Directions for this task: Transcribe the data exactly, omitting whatever pictures it holds.

Material shown:

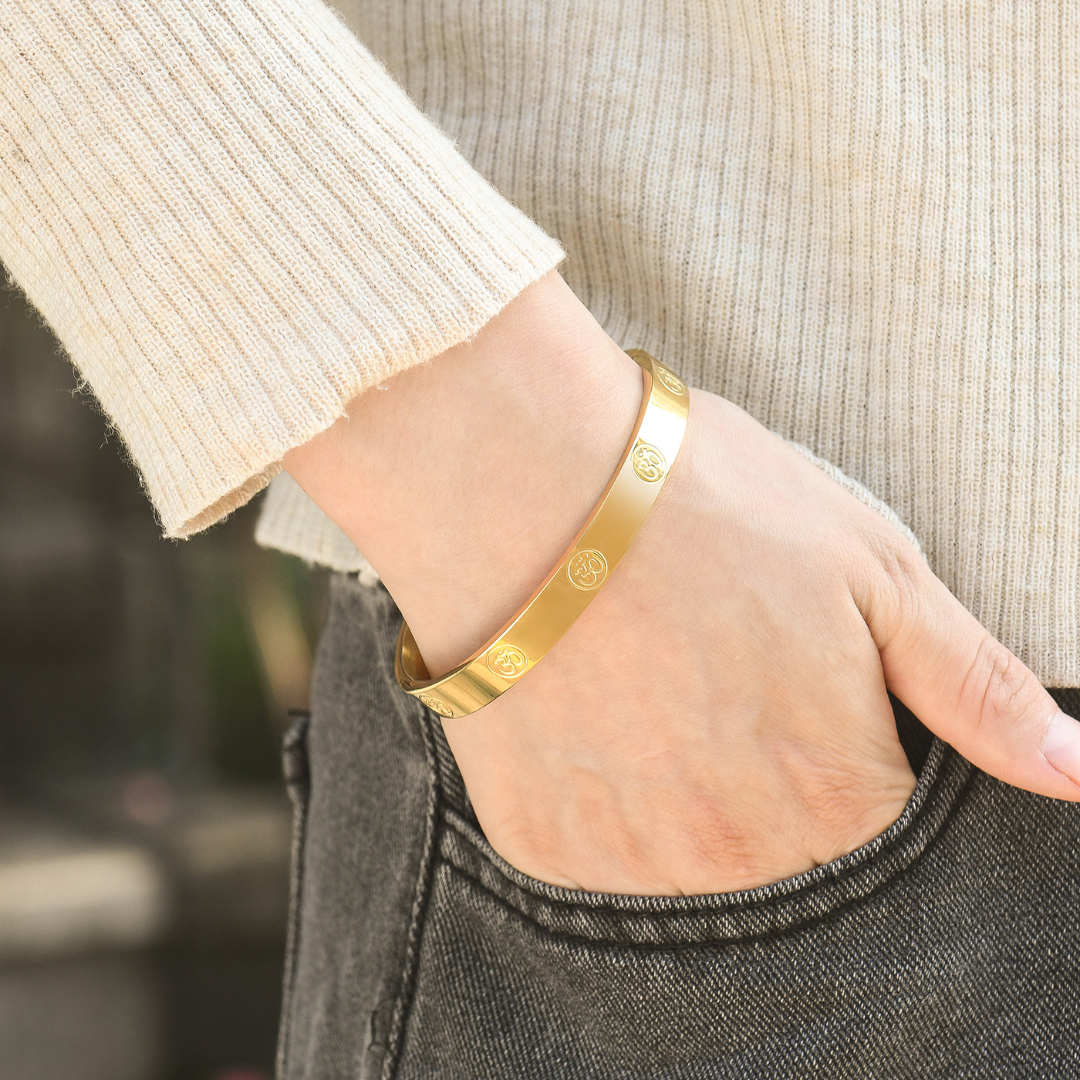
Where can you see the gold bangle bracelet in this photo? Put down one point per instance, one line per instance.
(568, 590)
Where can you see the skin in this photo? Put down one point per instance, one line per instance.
(718, 718)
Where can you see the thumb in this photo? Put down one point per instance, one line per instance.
(963, 684)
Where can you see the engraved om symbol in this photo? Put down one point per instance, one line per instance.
(435, 705)
(648, 462)
(507, 660)
(586, 569)
(671, 380)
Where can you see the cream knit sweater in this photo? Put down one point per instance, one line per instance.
(860, 219)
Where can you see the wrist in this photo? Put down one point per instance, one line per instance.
(464, 480)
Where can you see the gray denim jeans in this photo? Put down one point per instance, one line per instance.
(948, 946)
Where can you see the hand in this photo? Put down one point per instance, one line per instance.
(718, 717)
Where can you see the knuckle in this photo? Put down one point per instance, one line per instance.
(998, 690)
(893, 572)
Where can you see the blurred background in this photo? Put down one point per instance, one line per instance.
(145, 686)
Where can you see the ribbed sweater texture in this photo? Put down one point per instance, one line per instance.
(859, 219)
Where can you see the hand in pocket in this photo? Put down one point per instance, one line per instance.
(718, 718)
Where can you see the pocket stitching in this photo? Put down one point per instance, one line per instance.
(903, 845)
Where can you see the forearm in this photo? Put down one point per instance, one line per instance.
(464, 480)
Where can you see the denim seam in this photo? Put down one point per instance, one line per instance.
(297, 736)
(765, 904)
(424, 878)
(705, 945)
(461, 829)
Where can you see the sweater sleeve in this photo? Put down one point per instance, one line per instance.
(235, 221)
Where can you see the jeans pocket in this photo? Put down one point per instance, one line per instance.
(516, 977)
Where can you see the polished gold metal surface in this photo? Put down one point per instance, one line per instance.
(586, 565)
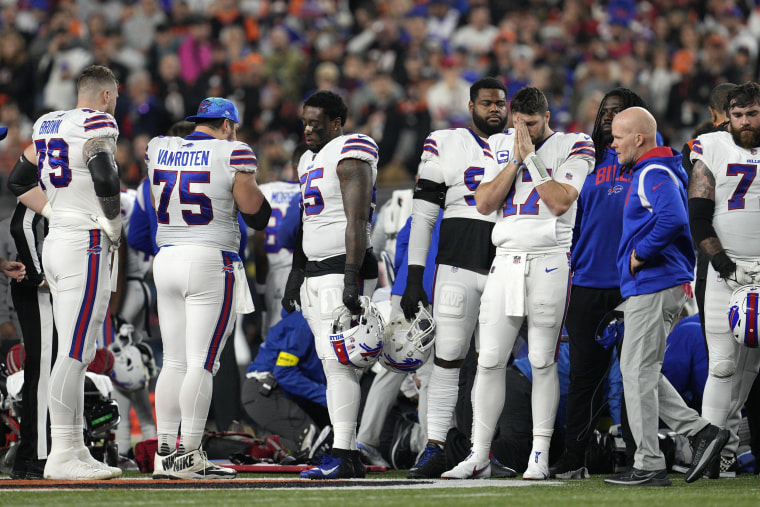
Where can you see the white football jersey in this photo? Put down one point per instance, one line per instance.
(137, 263)
(59, 139)
(192, 182)
(525, 223)
(458, 158)
(324, 220)
(737, 192)
(279, 194)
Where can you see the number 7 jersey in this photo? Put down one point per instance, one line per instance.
(324, 219)
(191, 181)
(737, 192)
(59, 139)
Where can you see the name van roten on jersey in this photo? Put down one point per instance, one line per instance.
(183, 158)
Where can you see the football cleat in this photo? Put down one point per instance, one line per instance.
(538, 466)
(470, 468)
(196, 466)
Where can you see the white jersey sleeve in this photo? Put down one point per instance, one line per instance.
(59, 138)
(191, 181)
(525, 223)
(737, 192)
(324, 219)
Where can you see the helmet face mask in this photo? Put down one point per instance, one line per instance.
(408, 346)
(743, 315)
(357, 340)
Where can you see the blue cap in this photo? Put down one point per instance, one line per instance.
(216, 107)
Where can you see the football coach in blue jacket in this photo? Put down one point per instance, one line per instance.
(656, 263)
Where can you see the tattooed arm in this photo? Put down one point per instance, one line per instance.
(98, 153)
(355, 178)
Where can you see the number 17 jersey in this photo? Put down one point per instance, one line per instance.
(191, 181)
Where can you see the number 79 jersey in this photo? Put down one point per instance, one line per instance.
(525, 223)
(737, 192)
(59, 139)
(191, 181)
(324, 219)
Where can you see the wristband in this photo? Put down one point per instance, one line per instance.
(537, 170)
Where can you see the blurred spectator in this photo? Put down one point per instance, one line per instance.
(17, 71)
(448, 99)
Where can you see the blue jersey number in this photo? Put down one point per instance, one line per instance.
(169, 179)
(56, 152)
(747, 172)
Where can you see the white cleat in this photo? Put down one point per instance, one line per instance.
(65, 466)
(162, 465)
(83, 454)
(470, 468)
(538, 466)
(195, 465)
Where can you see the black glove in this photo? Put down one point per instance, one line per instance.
(291, 299)
(414, 293)
(351, 288)
(723, 264)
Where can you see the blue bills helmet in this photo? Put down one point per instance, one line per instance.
(358, 339)
(743, 315)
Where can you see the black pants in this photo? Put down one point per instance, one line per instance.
(589, 363)
(35, 315)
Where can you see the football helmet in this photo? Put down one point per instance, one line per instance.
(408, 345)
(743, 314)
(129, 370)
(358, 339)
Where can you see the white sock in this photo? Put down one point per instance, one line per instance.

Completed task:
Where can you see the gold bangle bracelet in this photo? Put down one point per instance, one line per instance.
(568, 590)
Where can you see the skin in this photo? Put down one point per instance, one line per instance.
(718, 718)
Where can you see the thumb in this photo? Put down one point per instance, one line per instance.
(963, 684)
Where can you see the engraved om symbol in this photo? Put down one point per instance, one line per instance.
(435, 705)
(648, 462)
(507, 660)
(586, 569)
(671, 380)
Where can you see the cream knit sweater in this photo? Put down one point per instance, one line per instance.
(860, 219)
Where can you see the wrist in this photo? Put down one point per instance, one line per instance.
(464, 480)
Where can you see the gray denim jeans in this photo? Put down one point per instance, one line per instance.
(948, 946)
Where can you see the hand in this photo? Put down one point per instance, one line per instance.
(718, 717)
Where can you see the knuckle in this photo? Put down one point per instance, one line per instance.
(998, 690)
(893, 572)
Where can you see the blurred background in this photo? Put down one point per instance, one line per instance.
(145, 686)
Where can you see the ribbed sweater texture in this photo? Put down one point per instance, one line per instance.
(859, 219)
Where can you see the hand in pocket in this photo? Put down one point per instance, one line per instance.
(718, 718)
Where can you see the pocket stitching in this photo? Put down one point per instance, one line per instance.
(903, 845)
Where can you see the forearm in this photo? Put down one point per instance, one line per instance.
(464, 480)
Where can you see the denim seam in this photo? Put down one point per instance, one line per instance.
(297, 736)
(765, 904)
(424, 878)
(705, 945)
(461, 829)
Where can you see the sweater sleeve in this photo? Put down one point per instance, one line per instance.
(235, 221)
Where can you see the jeans pocket in this photo? Put down one point per instance, one line per instance.
(516, 977)
Where can you see the polished gold metal surface in this photo? Put down one point per instance, one line per instance.
(586, 565)
Where can you see the white football jersey in this photo? Put down one point per instance, one line per instance.
(137, 263)
(59, 139)
(192, 182)
(525, 223)
(458, 158)
(324, 220)
(737, 192)
(279, 194)
Where can you see the number 7 jersey in this photo? Put down one point per instance, one line per instance.
(324, 219)
(191, 181)
(737, 192)
(59, 139)
Where can you see the name van roten on jersey in this photo? Put down one point per instance, one line per instance.
(183, 158)
Where can you see the football cleat in this photo? Put down one point per instance, one line per instance.
(538, 466)
(470, 468)
(196, 466)
Where can you see the white jersey sleeve in this photo? Put down one point per instance, one line per instance.
(59, 138)
(191, 181)
(525, 223)
(737, 192)
(324, 219)
Where can you see the helmet face mask in this photo? Put down one point per instance, one line per instance.
(408, 346)
(743, 315)
(357, 340)
Where can you see the blue cap in this photo? Put down one point per instance, one line per instance.
(216, 107)
Where can you see the football coach in blue jacket in this photo? Put down one point per instance, one line per instance.
(656, 263)
Where can you see the tattooed arm in this photo? Put down one point per instance, one line per instance.
(98, 153)
(355, 178)
Where can you see the number 17 jersey in this photo? Put down one point per instance, one line per instance.
(191, 181)
Where can you see the number 79 jersey in this photo? Put down one point per instance, one line per instance.
(525, 223)
(737, 192)
(59, 139)
(191, 181)
(324, 219)
Where can you see the wristband in this photo? Put down one point per instance, one line per instance.
(537, 170)
Where can you see the blurred spectator in this photo? Put down one point per instance, one line per instance.
(17, 71)
(448, 99)
Where can you see the blue jersey number in this photo? Put down one point per instance, one line per instance.
(169, 179)
(56, 152)
(747, 172)
Where can you see the white cleat in this photo? Put down one point per instance, one line per instance.
(65, 466)
(162, 465)
(83, 454)
(470, 468)
(538, 466)
(195, 465)
Where can you see the black glove in this photo? Put down one point per instance, one line per instance.
(291, 299)
(414, 293)
(351, 288)
(723, 264)
Where can you see the blue bills helmet in this photo? Put down one point per instance, one line per instance.
(358, 339)
(743, 315)
Where can you see the black pants in this photo? Put down one point per instance, one line per instance.
(589, 363)
(35, 315)
Where can you see the football helmet in this photo? Put down one point per instance, one line per instance.
(408, 345)
(743, 314)
(129, 370)
(358, 339)
Where can you see the white sock in this photo? Put down one point per instance, one line per instance.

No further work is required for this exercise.